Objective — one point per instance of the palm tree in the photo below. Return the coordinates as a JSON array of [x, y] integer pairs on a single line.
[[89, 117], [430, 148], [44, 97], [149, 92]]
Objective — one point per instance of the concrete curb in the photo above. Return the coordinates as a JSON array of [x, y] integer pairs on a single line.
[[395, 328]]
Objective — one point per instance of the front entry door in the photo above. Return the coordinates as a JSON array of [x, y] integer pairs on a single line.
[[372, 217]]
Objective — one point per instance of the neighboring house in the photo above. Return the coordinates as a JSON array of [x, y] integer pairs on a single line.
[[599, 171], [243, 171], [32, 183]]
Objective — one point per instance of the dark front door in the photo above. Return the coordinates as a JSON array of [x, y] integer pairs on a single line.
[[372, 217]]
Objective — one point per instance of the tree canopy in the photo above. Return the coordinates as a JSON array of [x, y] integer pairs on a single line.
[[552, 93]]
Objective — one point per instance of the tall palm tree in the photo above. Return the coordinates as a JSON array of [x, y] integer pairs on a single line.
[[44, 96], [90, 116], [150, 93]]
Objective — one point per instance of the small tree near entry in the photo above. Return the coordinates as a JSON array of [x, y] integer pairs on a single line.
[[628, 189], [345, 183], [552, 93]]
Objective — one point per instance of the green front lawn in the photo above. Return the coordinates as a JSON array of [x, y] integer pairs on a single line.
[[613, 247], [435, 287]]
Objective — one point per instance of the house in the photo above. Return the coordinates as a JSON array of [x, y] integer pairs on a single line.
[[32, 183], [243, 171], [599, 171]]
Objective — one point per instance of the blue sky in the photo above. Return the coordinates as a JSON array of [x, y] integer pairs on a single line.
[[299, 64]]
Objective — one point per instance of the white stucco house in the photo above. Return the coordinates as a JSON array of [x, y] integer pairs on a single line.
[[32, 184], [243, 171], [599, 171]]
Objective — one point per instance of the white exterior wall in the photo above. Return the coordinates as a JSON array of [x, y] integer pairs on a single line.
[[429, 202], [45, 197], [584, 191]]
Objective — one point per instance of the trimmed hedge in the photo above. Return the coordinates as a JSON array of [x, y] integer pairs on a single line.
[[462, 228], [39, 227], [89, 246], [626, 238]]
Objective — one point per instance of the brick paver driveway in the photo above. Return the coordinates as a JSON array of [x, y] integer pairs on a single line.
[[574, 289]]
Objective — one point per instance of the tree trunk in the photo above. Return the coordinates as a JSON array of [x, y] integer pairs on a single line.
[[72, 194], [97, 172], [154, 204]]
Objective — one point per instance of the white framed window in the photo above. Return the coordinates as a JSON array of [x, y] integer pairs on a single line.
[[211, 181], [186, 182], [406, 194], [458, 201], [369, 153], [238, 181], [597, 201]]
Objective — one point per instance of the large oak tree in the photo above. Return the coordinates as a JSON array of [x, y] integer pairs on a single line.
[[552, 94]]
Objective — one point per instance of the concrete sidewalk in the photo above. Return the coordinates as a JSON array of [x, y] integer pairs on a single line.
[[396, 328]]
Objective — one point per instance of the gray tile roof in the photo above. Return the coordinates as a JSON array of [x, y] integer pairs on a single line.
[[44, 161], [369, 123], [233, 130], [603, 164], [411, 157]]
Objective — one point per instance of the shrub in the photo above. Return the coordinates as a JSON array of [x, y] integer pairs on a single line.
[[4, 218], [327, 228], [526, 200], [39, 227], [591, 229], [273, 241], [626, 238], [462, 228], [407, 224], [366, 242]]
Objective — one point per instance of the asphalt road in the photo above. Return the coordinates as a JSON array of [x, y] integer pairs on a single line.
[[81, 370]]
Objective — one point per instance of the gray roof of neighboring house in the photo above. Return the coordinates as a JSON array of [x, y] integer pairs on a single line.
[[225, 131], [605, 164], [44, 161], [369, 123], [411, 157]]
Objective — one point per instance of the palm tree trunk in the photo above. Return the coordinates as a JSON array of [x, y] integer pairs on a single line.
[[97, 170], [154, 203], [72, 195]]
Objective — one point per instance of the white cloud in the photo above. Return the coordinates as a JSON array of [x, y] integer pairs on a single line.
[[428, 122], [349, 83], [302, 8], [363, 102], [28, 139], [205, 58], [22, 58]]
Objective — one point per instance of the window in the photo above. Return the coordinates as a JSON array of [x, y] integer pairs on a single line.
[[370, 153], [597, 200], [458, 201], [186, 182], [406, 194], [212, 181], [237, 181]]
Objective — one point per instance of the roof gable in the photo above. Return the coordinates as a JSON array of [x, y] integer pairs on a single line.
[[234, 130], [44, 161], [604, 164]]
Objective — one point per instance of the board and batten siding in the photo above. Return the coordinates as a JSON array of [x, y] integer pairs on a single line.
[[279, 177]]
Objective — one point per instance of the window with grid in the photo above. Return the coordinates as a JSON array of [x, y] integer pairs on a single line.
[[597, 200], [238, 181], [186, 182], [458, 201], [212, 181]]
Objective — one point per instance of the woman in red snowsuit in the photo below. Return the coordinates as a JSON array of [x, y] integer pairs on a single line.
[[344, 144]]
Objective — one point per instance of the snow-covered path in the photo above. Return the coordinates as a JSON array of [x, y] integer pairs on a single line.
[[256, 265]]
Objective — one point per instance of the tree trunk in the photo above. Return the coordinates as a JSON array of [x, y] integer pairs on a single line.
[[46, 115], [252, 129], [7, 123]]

::::::::

TO BE DONE:
Copy the part of the data that opens with the line containing "Objective — one point per instance of the small" and closes with the line containing "[[299, 64]]", keeping every line in order and offsetting each coordinate value by +86.

ANSWER TO THE PROBLEM:
Objective — one point per instance of the small tree near entry in the photo above. Return the coordinates as a JSON array of [x, y] integer pairs on a single line.
[[714, 275], [431, 269], [638, 179]]
Objective — one point per instance of the green front lawn in the photo above. Return the coordinates as a JSON array of [x, y] integer pairs on a single line.
[[699, 333], [521, 373]]
Objective — one point per instance of the house in the photo above. Return the coordinates as a JSON array of [x, y] integer pairs on a single line.
[[118, 269], [329, 257], [685, 257]]
Objective — one point per instance of the blue sky in the photo above. Return the coordinates as a JSON array of [x, y] integer pairs on a single line.
[[385, 150]]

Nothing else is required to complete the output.